* [Activity list]
(1) Translate into French the following sentence from the article on Iran's long-range missile: "The Channel 2 news report showed satellite imagery documenting what it said was Iran's “very rapid progress” on long-range missile manufacture."
(2) According to the article on Iran's long-range missile, for how long had the West known about the site near Tehran where Iran was working on missile engines?
(3) Extend the article on Iran's long-range missile, picking up after its final sentence.

* [Text shown]
##########

A satellite image shown on Israel's Channel 2 news, January 21, 2015, said to show a new long-range Iranian missile on a launch pad outside Tehran. (Channel 2 screenshot) |
Iran has built a 27-meter-long
missile, capable of delivering a warhead “far beyond Europe,” and
placed it on a launch pad at a site close to Tehran, an Israeli
television report said Wednesday, showing what it said were the first
satellite images of the missile ever seen in the West.
It stressed that the missile could be used to launch spacecraft or satellites, but also to carry warheads.
The Channel 2 news report showed satellite
imagery documenting what it said was Iran’s “very rapid progress” on
long-range missile manufacture.
It showed one photograph of a site near
Tehran, which it said the West had known about for two years, where Iran
was working on engines for its long-range missiles.
It then showed a satellite photograph of a
second site, nearby, which featured a launch pad, with the 27-meter
missile on it — an Iranian missile “never seen before” by the West.

##########

Entries from a collection:
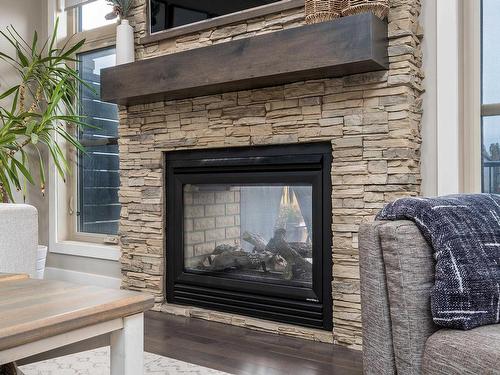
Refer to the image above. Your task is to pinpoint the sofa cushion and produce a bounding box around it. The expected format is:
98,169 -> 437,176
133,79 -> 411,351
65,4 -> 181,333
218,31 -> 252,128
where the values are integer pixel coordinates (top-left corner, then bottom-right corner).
379,221 -> 437,375
377,194 -> 500,329
423,324 -> 500,375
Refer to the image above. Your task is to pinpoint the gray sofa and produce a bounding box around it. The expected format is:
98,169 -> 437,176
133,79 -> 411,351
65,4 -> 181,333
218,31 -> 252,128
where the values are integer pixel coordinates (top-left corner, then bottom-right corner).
359,221 -> 500,375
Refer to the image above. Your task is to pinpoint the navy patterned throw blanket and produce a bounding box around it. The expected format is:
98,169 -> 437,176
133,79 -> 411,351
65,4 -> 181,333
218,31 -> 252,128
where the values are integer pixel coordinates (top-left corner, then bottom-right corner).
377,194 -> 500,330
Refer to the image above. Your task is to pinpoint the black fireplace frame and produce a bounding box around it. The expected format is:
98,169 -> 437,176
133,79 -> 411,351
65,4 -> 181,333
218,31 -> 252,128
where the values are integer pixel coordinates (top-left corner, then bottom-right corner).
164,142 -> 333,330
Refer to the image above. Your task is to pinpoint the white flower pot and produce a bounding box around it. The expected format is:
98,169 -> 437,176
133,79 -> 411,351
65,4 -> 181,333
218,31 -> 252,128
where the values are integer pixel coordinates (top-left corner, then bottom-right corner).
116,20 -> 135,65
36,245 -> 47,279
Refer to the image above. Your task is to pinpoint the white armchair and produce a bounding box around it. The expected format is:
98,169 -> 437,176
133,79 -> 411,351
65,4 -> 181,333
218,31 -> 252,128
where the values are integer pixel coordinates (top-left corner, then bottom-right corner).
0,203 -> 38,277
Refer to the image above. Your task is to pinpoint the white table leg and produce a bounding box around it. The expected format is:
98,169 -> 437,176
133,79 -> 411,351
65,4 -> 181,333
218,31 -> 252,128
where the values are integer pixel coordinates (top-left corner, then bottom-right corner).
111,313 -> 144,375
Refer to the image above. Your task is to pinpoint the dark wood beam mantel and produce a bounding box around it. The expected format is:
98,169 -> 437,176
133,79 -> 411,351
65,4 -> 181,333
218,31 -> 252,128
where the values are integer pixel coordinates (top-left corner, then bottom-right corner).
101,13 -> 388,105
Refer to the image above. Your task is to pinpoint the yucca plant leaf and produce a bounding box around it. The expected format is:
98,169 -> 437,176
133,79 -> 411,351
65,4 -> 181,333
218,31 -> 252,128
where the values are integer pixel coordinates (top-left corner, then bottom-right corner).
0,85 -> 19,100
0,16 -> 88,200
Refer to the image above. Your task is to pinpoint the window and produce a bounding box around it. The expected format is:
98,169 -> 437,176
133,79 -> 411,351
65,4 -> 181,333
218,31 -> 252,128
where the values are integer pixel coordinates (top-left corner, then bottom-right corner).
77,48 -> 120,235
149,0 -> 281,33
49,0 -> 120,260
481,0 -> 500,194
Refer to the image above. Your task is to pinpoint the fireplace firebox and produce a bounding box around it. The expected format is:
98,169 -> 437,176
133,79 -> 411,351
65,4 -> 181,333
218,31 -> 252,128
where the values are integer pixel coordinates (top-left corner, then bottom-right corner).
165,143 -> 332,330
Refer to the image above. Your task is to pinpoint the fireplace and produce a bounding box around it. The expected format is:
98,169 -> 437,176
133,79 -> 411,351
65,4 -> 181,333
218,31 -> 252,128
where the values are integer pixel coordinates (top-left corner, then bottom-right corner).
165,143 -> 332,330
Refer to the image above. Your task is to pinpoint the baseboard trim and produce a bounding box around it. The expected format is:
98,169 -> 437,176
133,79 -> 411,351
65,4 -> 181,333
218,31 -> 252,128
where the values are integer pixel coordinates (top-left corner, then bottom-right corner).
44,267 -> 122,289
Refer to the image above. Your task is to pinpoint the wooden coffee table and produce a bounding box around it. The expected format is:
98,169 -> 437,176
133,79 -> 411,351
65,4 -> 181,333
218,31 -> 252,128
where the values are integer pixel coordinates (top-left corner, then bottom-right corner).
0,274 -> 154,375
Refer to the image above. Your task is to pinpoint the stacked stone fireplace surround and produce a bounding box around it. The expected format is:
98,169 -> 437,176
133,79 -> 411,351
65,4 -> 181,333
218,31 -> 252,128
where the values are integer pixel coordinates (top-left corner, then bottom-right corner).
119,0 -> 423,349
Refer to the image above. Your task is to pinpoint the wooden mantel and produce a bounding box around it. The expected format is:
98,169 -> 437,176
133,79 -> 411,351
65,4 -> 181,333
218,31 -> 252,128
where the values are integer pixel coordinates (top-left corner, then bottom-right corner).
101,13 -> 388,105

##########

* [Answers]
(1) Le reportage de Channel 2 a montré des images satellite documentant ce qu'il présentait comme les « progrès très rapides » de l'Iran dans la fabrication de missiles à longue portée.

(2) For two years.

(3)
The missile is capable of taking a manned spacecraft or satellite into space, the TV report said.
It is also capable of carrying a conventional or non-conventional warhead “far beyond Europe,” the report added.
The TV report said the satellite images were
taken by the Eros B commercial Earth observation satellite, which was
designed and manufactured by Israel Aircraft Industries, launched in
2006, and is owned by the Israeli firm Image Sat International.
Israel has long charged that Iran is working
toward a nuclear weapons capability, and has publicly opposed any
negotiated accommodation with Iran that would leave it with a uranium
enrichment capability for potential nuclear weapons use.